In V62 .anno file A2 and A3 are not used. There are : A00, A0, A1a, and A1b1 .
The known branches of haplogroup A are A00, A0, A1a, and A1b1;
these branches are only very distantly related, and are not more closely related to each other than they are to haplogroup BT.
The main question is: do you think A2/A3 are the same haplogroup as A00 A1 ?
Or A2/A3 should be considered as a different haplogroup ? In the middle between A and B ?
I have my reasons to consider that A2 and A3 are in the same group, that should be considered as separated haplogroup..
However we don't have extra letters between A and B, so there is not much choice under this naming convention.
Why do I think this is a separate Haplogroup ?
- it is the level or the percentage of Chimp related snips , that are shared / or changed at that level..
In general, there is a huge gap between Hg A and Hg B..
During this gap, the percentage of Chimp snips is dropping sharply .
Let say: A00 are still keeping 947 of the 1700 Chimp snips.
In A2/ A3 individuals : we find only 450 of these 1700 Chimp snips.
in Hg B: there are only 257 or half of the above ... from the initial 1700 Chimp snips.
That means: A2/A3 are exactly in the middle between Hg A and Hg B..
They can't be considered neither A, neigher B.
May be we can use AB or something else ?
Well haplogroup names are just for convenience, it's all a big tree and it's arbitrary which branches get a name. But I agree I would redo the whole thing objectively, cut the tree at somewhere like 40k BC number of SNPs and take the branches there. Still if a new branch gets discovered that messes it up.
A2 and A3 are both under A1b in the latest ISOGG naming if I understand right and that's your point. There shouldn't be differing number of Chimp SNPs unless branches had different rate of mutations. In this case it's probably just more derived SNPs covered from other haplogroups in 1240k.
Hg A1b1 has a significant distance from A00. If we count this distance as a "number of shared snips with chimpanzee", the A1b1 group is loosing half of the shared Chimp variants presented at A00.
This is a really big difference.
That means also the time difference between A00 and A1b1 is important.
We may compare the distance A00 - A1b1 with the distance between Chimp and A00.
And the distance from A00 to B is near the same as between Chimp and A00.
And you may also notice that the decrease of the Chimp variants across the haplogroups is proportional by 2 . (Geometric progression * 1/2)
But you're using 1240k for these calculations, right? There really shouldn't be a significant difference in chimp variants, all modern humans should be the same millions of years removed from chimp. (Unless maybe if they were selected for, but no, it's just 1240k having less A SNPs.)

Extracted data:
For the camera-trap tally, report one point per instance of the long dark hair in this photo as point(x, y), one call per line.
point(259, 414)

==

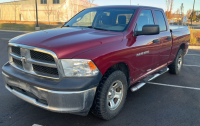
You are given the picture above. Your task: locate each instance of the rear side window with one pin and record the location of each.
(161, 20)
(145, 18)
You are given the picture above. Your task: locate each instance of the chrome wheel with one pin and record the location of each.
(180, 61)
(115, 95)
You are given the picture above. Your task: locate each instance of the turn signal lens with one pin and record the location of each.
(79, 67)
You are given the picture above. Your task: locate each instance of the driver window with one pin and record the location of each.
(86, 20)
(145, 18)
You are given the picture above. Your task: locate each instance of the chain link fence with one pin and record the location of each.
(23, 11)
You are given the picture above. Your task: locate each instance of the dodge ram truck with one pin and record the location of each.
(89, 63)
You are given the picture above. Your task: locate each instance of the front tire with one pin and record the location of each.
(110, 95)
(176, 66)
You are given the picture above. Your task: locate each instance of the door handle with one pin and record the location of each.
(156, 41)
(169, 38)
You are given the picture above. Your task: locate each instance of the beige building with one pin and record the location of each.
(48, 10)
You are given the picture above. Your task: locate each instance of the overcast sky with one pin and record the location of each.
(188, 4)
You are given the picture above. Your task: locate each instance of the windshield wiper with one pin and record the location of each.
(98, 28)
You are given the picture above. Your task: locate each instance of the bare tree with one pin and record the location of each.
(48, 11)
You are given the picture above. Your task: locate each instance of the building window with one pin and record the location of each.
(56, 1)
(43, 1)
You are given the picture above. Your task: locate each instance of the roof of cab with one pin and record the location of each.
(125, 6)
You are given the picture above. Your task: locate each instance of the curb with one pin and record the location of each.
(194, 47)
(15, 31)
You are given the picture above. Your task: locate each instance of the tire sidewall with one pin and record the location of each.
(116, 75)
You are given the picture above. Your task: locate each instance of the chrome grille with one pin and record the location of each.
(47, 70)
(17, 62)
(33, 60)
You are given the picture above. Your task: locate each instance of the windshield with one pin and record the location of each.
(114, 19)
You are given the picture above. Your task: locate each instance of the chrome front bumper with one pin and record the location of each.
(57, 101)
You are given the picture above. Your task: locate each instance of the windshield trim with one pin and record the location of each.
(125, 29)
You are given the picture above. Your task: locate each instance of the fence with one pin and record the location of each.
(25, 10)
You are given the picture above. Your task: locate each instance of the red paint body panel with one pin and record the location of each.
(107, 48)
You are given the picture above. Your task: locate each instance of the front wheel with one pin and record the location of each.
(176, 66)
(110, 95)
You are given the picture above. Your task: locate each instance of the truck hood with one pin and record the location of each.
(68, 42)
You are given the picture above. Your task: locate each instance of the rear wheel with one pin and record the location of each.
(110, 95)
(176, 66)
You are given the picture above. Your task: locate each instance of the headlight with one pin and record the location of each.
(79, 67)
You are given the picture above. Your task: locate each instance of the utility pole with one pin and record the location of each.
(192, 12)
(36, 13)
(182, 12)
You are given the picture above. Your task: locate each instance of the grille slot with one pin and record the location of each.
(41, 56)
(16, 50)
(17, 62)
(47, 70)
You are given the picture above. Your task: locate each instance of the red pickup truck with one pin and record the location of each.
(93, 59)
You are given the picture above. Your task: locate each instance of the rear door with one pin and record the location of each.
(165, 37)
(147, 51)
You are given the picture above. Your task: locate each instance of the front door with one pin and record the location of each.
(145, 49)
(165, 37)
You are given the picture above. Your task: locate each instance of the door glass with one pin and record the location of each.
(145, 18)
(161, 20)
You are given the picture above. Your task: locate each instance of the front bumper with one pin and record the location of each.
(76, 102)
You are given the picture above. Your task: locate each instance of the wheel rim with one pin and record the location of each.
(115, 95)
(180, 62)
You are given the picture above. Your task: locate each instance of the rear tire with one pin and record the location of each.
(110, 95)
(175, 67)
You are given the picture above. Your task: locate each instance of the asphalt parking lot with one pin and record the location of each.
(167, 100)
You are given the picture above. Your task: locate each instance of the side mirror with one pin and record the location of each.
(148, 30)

Apply what you read:
#1 For each statement, say whether it agrees with the haplogroup discussion, answering yes or no and quoting the deciding words of the text: (a) A00 keeps 947 of the 1700 chimp SNPs; (b) A2 and A3 are used in the V62 .anno file; (c) haplogroup B retains 450 of the 1700 chimp SNPs.
#2 According to the haplogroup discussion, how many of the 1700 chimp SNPs are found in A2/A3 individuals?
#3 Reproduce the haplogroup discussion verbatim from "That means: A2/A3" up to and including "messes it up.".
The data play no part in this exercise.

Per-task answers:
#1
(a) Yes: "A00 are still keeping 947 of the 1700 Chimp snips."
(b) No: "In V62 .anno file A2 and A3 are not used."
(c) No: "in Hg B: there are only 257 or half of the above ... from the initial 1700 Chimp snips."

#2 450 of the 1700 chimp SNPs.

#3
That means: A2/A3 are exactly in the middle between Hg A and Hg B..
They can't be considered neither A, neigher B.
May be we can use AB or something else ?
Well haplogroup names are just for convenience, it's all a big tree and it's arbitrary which branches get a name. But I agree I would redo the whole thing objectively, cut the tree at somewhere like 40k BC number of SNPs and take the branches there. Still if a new branch gets discovered that messes it up.